== STATED TASK ==
Retype the lines from the one containing "Each instance of the dark" through the one containing "[[[300,95],[293,95],[293,121],[300,122]]]", both included, with every character unchanged.

== MATERIAL SUPPLIED ==

● ● ● ● ●

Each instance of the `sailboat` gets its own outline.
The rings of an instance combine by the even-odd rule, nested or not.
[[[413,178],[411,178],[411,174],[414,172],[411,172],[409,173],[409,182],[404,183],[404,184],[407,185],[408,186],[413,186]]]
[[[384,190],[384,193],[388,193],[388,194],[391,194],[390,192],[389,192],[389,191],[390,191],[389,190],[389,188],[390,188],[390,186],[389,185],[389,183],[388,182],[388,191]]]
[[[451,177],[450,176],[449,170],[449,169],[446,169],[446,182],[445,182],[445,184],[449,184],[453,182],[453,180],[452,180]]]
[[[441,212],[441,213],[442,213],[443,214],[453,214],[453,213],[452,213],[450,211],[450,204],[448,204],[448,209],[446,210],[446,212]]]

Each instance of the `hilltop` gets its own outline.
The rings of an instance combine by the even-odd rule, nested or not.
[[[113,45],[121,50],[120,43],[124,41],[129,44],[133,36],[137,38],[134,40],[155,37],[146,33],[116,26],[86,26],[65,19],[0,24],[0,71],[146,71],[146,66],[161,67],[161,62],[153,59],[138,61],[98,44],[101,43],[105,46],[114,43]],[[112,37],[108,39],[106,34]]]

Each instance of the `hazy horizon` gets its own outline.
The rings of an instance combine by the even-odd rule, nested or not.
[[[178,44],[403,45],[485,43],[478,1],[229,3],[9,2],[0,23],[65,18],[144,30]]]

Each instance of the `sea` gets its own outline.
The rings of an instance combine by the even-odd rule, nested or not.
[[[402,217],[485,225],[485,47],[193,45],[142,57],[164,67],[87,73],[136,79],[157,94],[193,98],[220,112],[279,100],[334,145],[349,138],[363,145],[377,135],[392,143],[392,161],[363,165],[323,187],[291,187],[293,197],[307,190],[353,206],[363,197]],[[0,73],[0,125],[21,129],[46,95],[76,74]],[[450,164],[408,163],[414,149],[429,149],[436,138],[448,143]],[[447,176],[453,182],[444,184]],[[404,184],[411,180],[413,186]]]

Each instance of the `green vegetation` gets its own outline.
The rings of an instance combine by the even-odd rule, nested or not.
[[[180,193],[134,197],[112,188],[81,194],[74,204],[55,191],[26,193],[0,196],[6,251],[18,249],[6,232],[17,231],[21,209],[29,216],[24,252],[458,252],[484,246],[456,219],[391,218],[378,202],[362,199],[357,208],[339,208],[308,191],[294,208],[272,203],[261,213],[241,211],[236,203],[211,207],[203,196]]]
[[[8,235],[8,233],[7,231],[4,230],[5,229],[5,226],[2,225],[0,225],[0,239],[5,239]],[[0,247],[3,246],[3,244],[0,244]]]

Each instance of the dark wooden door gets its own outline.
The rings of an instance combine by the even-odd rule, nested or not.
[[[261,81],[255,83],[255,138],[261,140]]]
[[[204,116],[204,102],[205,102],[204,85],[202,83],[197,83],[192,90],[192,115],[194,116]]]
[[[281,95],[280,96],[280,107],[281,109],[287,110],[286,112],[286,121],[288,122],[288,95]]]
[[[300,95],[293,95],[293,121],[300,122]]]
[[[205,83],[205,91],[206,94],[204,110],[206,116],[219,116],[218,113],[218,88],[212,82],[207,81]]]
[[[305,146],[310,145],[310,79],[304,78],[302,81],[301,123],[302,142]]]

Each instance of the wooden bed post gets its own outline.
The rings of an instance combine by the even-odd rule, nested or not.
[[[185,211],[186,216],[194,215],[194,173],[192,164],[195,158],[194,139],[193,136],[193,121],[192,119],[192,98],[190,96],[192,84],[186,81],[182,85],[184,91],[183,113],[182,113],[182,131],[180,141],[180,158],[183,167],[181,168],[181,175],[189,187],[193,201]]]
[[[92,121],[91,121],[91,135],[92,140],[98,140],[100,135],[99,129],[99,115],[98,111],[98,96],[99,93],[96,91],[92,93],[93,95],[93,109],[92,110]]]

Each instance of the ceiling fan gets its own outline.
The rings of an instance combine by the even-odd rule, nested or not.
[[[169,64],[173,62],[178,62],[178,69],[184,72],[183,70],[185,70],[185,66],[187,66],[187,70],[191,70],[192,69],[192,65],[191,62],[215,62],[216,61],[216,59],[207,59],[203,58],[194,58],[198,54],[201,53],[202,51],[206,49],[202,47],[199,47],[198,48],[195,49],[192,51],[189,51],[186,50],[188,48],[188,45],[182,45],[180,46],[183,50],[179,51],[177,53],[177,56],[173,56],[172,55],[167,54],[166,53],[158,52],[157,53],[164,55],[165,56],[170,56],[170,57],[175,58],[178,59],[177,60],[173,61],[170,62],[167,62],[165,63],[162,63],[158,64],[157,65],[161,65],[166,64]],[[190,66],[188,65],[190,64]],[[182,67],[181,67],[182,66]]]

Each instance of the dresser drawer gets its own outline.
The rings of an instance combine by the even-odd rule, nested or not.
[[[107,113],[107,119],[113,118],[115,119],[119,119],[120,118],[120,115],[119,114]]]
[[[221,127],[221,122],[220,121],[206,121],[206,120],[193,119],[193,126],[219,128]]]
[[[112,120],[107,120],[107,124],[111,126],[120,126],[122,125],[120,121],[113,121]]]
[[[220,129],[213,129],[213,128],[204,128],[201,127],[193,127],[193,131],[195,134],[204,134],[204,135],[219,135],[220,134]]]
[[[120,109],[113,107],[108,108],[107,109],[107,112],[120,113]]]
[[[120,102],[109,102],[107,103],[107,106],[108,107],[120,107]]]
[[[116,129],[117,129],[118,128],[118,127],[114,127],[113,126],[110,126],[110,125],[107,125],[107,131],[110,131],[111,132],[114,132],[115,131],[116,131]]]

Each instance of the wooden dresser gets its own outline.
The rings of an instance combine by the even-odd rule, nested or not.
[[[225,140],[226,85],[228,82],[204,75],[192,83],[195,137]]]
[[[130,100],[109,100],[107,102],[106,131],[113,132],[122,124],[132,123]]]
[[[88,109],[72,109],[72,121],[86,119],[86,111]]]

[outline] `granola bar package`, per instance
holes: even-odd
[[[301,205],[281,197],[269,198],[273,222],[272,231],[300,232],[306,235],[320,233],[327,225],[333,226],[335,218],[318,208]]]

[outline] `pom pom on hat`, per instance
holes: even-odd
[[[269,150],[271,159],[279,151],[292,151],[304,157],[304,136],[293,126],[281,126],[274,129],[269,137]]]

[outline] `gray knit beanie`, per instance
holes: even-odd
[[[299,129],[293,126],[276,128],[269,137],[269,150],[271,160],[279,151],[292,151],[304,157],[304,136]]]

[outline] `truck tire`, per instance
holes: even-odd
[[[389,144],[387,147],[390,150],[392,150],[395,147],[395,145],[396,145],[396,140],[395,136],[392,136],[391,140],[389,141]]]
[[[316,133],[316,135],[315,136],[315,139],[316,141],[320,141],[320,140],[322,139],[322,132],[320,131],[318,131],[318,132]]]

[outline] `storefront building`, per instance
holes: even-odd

● ● ● ● ●

== SOLUTION ==
Each instance of the dark wooden door gets its own outline.
The rings of an instance combine by the even-odd rule, nested or not.
[[[261,81],[255,83],[255,138],[261,140]]]
[[[204,116],[204,102],[205,102],[204,85],[202,83],[197,83],[192,90],[192,115],[194,116]]]
[[[281,95],[280,96],[280,107],[281,109],[287,110],[286,112],[286,121],[288,122],[288,95]]]
[[[300,95],[293,95],[293,121],[300,122]]]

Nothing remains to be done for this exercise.